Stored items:
:::::

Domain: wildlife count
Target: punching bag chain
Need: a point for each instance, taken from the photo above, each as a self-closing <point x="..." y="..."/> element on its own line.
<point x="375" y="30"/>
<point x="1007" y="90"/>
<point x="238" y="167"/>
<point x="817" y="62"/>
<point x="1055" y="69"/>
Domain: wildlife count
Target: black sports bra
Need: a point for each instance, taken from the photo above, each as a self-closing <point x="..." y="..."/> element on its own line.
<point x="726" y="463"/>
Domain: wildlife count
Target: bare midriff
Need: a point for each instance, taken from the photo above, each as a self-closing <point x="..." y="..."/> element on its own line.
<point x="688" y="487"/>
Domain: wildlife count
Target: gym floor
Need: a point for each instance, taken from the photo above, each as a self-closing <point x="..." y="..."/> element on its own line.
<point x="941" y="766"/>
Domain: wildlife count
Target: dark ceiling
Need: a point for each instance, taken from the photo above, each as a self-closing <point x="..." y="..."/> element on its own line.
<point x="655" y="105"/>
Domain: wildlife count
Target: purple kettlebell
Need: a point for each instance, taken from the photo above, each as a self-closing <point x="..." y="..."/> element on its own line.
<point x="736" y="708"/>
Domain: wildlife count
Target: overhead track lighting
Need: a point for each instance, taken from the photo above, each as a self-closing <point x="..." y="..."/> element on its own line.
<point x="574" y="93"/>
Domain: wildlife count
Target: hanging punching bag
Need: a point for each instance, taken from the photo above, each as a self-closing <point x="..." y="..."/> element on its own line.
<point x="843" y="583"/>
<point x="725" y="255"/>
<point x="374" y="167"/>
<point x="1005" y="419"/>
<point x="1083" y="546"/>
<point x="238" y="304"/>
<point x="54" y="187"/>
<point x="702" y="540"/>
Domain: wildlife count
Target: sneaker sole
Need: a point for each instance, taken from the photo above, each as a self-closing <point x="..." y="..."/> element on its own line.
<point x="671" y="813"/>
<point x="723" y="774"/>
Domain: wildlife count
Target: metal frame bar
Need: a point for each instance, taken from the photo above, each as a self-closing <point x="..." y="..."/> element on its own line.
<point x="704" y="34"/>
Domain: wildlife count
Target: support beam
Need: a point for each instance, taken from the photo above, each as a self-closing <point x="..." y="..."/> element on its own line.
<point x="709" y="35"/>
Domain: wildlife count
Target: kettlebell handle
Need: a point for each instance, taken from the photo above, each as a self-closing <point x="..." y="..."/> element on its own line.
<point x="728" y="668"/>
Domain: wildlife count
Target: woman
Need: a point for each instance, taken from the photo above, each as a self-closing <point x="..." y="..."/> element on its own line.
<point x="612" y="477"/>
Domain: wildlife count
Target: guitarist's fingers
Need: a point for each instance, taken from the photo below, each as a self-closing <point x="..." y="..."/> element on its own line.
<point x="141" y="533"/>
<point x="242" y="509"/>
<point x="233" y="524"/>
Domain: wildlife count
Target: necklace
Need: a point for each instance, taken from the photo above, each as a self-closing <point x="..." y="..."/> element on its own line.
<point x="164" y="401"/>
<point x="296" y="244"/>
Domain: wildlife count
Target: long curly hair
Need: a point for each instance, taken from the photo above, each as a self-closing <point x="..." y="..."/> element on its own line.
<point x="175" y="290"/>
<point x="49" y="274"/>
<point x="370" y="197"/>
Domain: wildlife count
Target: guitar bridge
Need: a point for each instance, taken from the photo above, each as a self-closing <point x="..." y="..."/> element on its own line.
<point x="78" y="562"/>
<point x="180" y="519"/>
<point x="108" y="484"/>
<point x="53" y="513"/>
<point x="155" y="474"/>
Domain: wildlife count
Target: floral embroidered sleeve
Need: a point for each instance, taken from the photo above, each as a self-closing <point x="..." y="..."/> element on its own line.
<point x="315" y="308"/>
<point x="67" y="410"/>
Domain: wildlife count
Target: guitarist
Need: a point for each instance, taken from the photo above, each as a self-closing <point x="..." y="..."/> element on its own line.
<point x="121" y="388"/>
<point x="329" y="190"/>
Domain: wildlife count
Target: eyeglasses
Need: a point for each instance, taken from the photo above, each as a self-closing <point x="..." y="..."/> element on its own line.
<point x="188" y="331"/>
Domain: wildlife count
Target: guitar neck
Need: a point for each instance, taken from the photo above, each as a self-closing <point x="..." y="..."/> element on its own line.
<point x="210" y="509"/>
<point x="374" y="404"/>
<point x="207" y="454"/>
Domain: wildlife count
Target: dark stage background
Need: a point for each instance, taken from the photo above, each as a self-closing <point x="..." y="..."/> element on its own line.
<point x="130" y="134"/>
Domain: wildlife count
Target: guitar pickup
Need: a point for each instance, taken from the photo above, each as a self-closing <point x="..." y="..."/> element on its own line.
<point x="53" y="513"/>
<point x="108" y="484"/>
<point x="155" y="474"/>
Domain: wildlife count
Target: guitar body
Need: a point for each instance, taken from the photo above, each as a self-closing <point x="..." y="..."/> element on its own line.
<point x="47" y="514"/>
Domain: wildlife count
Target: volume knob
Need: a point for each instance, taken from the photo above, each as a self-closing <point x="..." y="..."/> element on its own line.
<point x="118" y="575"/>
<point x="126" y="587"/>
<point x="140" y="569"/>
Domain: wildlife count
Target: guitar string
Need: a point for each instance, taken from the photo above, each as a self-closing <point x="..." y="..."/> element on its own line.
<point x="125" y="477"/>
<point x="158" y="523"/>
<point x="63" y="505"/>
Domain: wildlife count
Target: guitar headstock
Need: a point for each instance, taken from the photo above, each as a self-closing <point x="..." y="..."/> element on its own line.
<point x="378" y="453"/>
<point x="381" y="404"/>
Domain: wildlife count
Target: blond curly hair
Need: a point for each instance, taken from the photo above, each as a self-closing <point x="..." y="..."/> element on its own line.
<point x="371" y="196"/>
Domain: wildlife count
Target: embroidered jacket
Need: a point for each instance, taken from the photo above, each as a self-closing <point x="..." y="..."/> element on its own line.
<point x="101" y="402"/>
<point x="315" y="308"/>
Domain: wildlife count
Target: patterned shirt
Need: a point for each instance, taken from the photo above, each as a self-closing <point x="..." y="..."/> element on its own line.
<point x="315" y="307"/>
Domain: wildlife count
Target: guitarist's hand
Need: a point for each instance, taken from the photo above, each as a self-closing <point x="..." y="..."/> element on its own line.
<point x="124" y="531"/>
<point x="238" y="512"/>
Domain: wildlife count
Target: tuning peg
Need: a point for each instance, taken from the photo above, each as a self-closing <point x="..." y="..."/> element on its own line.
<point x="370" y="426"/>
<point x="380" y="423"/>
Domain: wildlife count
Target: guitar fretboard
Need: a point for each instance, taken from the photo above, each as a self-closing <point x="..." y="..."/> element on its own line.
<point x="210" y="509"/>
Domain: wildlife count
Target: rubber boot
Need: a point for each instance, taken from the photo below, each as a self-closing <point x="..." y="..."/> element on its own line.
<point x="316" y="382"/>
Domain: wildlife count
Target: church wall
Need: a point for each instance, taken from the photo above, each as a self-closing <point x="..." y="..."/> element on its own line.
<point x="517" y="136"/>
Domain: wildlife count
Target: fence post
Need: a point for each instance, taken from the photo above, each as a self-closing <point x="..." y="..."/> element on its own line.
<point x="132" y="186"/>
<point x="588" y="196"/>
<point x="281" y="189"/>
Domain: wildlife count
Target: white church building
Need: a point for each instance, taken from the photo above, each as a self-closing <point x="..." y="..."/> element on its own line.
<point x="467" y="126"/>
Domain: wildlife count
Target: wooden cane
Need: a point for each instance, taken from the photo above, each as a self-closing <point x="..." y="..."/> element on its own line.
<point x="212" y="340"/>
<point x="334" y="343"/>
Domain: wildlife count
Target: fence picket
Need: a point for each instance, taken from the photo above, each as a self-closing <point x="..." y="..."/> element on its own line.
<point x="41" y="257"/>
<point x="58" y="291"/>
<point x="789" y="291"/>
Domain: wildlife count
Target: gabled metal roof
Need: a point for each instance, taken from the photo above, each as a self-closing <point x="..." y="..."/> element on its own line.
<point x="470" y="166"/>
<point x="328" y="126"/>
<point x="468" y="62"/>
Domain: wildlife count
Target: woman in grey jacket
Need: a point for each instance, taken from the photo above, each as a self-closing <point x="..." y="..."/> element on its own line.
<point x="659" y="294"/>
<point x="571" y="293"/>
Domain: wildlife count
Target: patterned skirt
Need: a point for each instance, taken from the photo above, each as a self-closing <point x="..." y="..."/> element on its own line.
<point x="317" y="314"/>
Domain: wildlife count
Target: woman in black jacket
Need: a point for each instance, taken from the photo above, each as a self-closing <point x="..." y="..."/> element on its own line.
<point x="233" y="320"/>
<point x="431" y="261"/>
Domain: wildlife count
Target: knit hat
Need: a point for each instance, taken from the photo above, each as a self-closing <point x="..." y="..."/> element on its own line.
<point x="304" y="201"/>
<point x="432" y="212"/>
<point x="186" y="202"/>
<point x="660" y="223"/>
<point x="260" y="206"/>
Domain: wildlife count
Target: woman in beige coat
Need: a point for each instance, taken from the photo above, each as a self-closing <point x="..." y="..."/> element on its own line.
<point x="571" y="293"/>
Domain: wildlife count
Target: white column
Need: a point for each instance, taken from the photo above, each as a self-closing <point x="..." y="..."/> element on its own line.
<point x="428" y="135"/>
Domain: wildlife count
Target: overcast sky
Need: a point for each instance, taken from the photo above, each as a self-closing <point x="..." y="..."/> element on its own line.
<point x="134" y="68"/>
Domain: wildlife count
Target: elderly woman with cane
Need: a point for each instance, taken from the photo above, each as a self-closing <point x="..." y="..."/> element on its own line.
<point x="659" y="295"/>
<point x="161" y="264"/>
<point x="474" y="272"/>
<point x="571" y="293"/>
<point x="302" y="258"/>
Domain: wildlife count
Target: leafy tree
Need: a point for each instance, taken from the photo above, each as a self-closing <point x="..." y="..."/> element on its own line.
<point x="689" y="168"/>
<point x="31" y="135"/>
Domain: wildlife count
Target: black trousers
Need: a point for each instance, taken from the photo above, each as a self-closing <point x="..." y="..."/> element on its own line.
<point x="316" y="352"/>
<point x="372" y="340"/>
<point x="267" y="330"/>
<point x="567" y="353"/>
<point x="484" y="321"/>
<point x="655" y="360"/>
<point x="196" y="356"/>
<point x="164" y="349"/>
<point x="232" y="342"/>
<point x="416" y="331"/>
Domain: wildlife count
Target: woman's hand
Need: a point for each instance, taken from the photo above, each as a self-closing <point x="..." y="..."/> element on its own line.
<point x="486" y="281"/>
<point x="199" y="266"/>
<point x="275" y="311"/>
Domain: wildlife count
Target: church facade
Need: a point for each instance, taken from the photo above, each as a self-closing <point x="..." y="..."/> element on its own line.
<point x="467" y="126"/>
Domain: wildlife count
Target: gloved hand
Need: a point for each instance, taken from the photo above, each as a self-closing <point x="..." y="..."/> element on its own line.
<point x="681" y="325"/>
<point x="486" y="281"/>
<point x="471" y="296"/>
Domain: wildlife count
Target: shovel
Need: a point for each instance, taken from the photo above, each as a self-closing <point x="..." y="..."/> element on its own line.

:::::

Task brief: Find every line in the rows above that contains the word "white" and copy each of those lines.

Output for this task:
Target: white church building
Target: white column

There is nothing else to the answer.